## Travail à faire:
[1] Traduisez en anglais cette phrase de l'extrait : « Si les PME et les grandes entreprises ont accès au crédit, ce n'est pas le cas des TPE, qui peinent parfois à trouver 5 000 euros, 10 000 euros ou 15 000 euros. »
[2] Recopiez le passage de l'extrait qui commence par « Au passage, je » et se termine par « dans ce domaine. ».
*** Extrait du document
Intervention de Bruno le Maire

Réunion du mercredi 19 juillet 2017 à 19h05
Commission des affaires économiques

Bruno le Maire, ministre de l'économie et des finances :

S'agissent du financement des TPE, Madame Bénédicte Taurine, je ne me reconnais guère dans les discours de ceux qui nient tout problème d'accès au crédit pour les entreprises de notre pays. Si les PME et les grandes entreprises ont accès au crédit, ce n'est pas le cas des TPE, qui peinent parfois à trouver 5 000 euros, 10 000 euros ou 15 000 euros. Cela peut être un boulanger qui veut refaire son pas-de-porte, un serrurier qui a besoin de rénover l'intérieur de son magasin.

Au passage, je répète à M. Sébastien Jumel que le pays que nous voulons construire est une France pour tous les Français et pas seulement pour les grands et les gagnants. J'ai demandé à La Poste d'être cette banque qui apportera les moyens dont ils ont besoin à ceux qui cherchent un petit crédit. Pourquoi La Poste ? Parce qu'elle a la surface financière et les relais sur le territoire pour le faire, et parce qu'elle peut parfaitement compléter l'action de Bpifrance ou de structures financières plus lourdes qui prêtent des montants plus importants. Étant élu d'un territoire rural qui a connu la désindustrialisation, je sais à quel point les petites entreprises ont du mal à se développer et je serai particulièrement attentif dans ce domaine.
******
*** Lignes fournies
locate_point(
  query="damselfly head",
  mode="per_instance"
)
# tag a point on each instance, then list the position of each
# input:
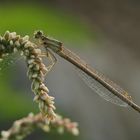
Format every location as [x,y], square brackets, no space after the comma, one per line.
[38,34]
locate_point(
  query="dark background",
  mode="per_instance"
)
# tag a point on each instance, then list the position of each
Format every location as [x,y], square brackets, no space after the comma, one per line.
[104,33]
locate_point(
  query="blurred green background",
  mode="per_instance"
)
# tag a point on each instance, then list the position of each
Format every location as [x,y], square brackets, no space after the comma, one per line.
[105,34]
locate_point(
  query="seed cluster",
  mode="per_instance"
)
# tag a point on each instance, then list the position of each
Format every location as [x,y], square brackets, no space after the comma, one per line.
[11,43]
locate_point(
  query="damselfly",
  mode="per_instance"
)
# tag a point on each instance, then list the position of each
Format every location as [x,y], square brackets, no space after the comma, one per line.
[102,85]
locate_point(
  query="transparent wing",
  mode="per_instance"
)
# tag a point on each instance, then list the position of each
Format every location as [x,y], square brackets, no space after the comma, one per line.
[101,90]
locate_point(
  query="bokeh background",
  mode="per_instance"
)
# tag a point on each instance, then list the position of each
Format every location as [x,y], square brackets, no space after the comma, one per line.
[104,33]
******
*** Lignes fournies
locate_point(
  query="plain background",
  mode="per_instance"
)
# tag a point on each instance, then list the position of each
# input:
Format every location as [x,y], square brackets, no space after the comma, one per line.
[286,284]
******
## Solutions par tâche:
[1] While SMEs and large companies have access to credit, that is not the case for very small businesses, which sometimes struggle to find 5,000 euros, 10,000 euros or 15,000 euros.

[2]
Au passage, je répète à M. Sébastien Jumel que le pays que nous voulons construire est une France pour tous les Français et pas seulement pour les grands et les gagnants. J'ai demandé à La Poste d'être cette banque qui apportera les moyens dont ils ont besoin à ceux qui cherchent un petit crédit. Pourquoi La Poste ? Parce qu'elle a la surface financière et les relais sur le territoire pour le faire, et parce qu'elle peut parfaitement compléter l'action de Bpifrance ou de structures financières plus lourdes qui prêtent des montants plus importants. Étant élu d'un territoire rural qui a connu la désindustrialisation, je sais à quel point les petites entreprises ont du mal à se développer et je serai particulièrement attentif dans ce domaine.